Microgreens and sprouts are incredibly easy to grow and highly nutritious. Although the words ‘microgreens’ and ‘sprouts’ are often used interchangeably they are quite different. Sprouts are grown without soil and the whole plant that emerges (including the seed husk and any roots) is added to your dish or meal. Microgreens are grown in soil and only the leaves and stems are added to your meal, leaving the rest to regrow. Certain seeds can be eaten as either sprouts or microgreens.
Among the benefits of microgreens and sprouts is their nutritionally rich content: with numerous studies of the benefits of sprouts suggesting occurrences like higher levels of digestible proteins and positive results for those with diabetes or heart disease, among other benefits.
Some seeds are often more prone to mould in sprout form but have less risk of mould in microgreen form. Once you know which seeds are best for each method you can get the maximum benefit from your microgreens and your sprouts.

Dataset entries

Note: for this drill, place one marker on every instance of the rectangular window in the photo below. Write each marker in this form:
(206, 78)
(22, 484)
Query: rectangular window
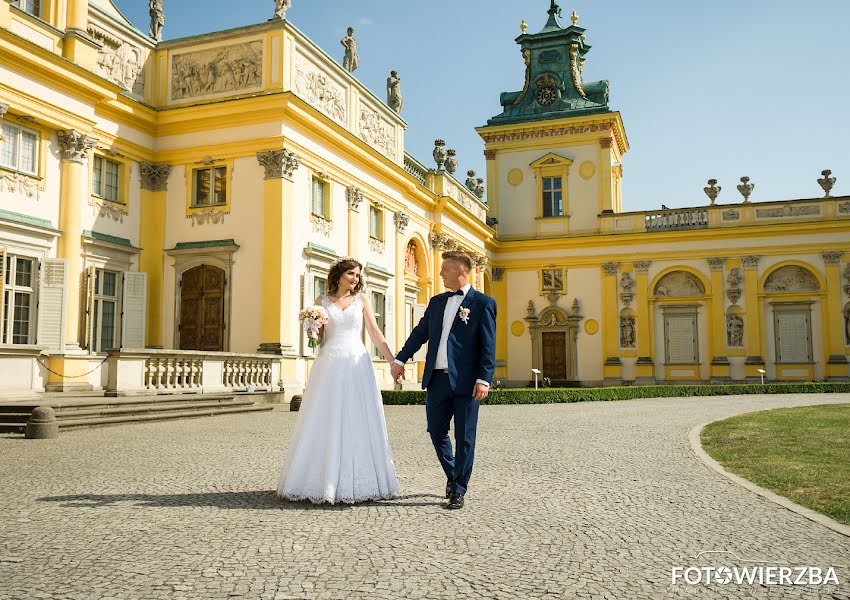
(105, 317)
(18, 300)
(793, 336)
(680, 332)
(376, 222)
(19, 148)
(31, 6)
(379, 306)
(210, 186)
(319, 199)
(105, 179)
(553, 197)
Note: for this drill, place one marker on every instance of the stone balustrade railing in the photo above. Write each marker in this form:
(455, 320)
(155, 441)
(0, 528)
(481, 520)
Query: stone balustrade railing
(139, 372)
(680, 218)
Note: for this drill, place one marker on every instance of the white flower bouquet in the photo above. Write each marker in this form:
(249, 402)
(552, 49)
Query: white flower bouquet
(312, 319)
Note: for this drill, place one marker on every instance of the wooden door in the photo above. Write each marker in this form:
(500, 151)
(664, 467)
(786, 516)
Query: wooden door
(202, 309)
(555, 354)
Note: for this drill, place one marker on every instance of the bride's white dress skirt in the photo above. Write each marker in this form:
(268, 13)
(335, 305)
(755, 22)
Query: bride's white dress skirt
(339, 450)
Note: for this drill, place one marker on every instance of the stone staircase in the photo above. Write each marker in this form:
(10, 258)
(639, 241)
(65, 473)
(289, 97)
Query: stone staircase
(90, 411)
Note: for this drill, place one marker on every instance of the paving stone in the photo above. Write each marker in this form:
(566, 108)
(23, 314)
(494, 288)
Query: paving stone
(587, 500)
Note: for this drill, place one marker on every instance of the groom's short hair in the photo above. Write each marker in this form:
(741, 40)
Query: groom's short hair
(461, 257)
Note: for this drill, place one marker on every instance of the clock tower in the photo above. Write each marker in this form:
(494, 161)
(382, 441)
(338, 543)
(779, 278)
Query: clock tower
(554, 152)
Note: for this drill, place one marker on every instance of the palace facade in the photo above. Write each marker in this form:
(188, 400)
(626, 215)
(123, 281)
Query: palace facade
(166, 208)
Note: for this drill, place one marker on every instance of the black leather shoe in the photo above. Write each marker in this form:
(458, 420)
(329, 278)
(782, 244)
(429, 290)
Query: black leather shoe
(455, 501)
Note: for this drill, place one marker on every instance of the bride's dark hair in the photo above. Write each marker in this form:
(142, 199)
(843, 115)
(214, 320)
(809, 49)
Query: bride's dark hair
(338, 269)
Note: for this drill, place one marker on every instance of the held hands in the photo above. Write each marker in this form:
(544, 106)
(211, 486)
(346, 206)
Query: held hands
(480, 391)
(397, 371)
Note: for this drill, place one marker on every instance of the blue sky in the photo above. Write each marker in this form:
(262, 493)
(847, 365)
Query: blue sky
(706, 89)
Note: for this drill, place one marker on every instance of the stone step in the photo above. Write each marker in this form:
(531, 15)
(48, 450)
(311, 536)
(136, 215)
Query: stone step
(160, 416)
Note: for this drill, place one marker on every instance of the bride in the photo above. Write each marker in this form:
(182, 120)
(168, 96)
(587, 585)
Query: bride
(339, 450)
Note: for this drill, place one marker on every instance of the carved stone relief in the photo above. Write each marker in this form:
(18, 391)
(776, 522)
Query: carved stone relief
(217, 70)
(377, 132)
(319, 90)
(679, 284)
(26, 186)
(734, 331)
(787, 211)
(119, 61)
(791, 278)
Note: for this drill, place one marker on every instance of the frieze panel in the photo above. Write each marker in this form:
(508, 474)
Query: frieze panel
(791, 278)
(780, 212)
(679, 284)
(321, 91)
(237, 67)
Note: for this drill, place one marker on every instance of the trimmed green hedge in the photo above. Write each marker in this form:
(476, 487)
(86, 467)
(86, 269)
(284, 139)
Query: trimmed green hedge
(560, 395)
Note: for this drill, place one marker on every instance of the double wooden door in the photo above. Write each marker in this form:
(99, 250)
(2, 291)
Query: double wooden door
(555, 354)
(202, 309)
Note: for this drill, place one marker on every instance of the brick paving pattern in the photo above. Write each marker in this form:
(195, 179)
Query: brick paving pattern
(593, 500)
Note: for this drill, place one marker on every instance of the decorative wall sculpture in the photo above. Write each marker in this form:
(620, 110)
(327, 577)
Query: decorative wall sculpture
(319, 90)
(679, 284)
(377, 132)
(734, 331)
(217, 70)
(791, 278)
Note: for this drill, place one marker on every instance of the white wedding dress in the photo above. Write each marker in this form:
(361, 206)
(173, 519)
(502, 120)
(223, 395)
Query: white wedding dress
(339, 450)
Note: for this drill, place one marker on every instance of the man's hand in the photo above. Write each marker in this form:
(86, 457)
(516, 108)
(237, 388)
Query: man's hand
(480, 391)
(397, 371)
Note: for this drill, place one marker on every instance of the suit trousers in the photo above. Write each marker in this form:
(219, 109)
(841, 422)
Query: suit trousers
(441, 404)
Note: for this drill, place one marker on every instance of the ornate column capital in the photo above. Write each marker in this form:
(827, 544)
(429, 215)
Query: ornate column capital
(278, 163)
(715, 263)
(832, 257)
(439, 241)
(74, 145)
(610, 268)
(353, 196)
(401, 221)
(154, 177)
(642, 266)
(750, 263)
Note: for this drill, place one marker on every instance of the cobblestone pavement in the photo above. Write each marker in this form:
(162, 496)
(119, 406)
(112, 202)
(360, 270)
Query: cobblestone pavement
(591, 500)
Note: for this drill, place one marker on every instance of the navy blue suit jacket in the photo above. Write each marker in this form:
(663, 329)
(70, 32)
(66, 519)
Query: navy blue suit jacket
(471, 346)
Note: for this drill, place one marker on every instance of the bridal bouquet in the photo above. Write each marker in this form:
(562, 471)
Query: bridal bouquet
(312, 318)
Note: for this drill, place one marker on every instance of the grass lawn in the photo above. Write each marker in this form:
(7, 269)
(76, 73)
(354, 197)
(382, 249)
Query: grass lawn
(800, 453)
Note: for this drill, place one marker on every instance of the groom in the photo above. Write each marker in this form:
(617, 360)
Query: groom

_SET OF TASKS_
a - Summarize the passage on microgreens and sprouts in two sentences.
b - Carry on the passage about microgreens and sprouts past its last sentence.

_RESULTS IN ORDER_
a - Sprouts are grown without soil and eaten whole, husk and roots included, while microgreens are grown in soil and only their leaves and stems are eaten, leaving the rest to regrow. Both are easy to grow and nutritionally rich, and because some seeds are more prone to mould as sprouts than as microgreens, knowing which seeds suit each method gives the most benefit from both.

b -
Growing Sprouts At home
Sprouts can be grown from a wide range of seeds, beans and lentils. Your faster-germinating seeds usually make the best sprouts. You will be amazed at how easy it is to grow your own sprouts at home. It is an easy activity for the kids to get involved in or turn into an arts-and-crafts project (Browse our activities for kids for more great ideas). The best seeds to make sprouts:
- Mung Beans
- Black Beans
- Non-GMO Soya Beans
- Whole Brown Lentils
- Sunflower Seeds
- Whole Grain Spelt
Important Tips When Growing Sprouts:
- ALWAYS use edible food-grade seeds for sprouts. Not only are these seeds easy to get but, since sprouts are consumed inclusive of the seed casing it is important the seed is safe to eat. Seeds that are not normally eaten as food can be prone to mould or other residues. If you do opt for seeds like alfalfa, broccoli, radish or others that are not normally food grade be sure to check that the appropriate tests are done to make them suitable for human consumption. In South Africa, as in many parts of the world, there is a big difference between seeds that are used for agriculture and edible seeds suitable for consumption in raw form. Not using food-grade seeds could mean you are exposing yourself to harmful seed treatment chemicals or other toxins or moulds.
- Sprouts can be prone to moulds. Whichever type of sprout you choose to make, be sure to follow the best methods to avoid mould growth on your sprouts and rinse your sprouts before eating, preferably in a baking soda and water solution before eating or thoroughly drying prior to storing in the refrigerator.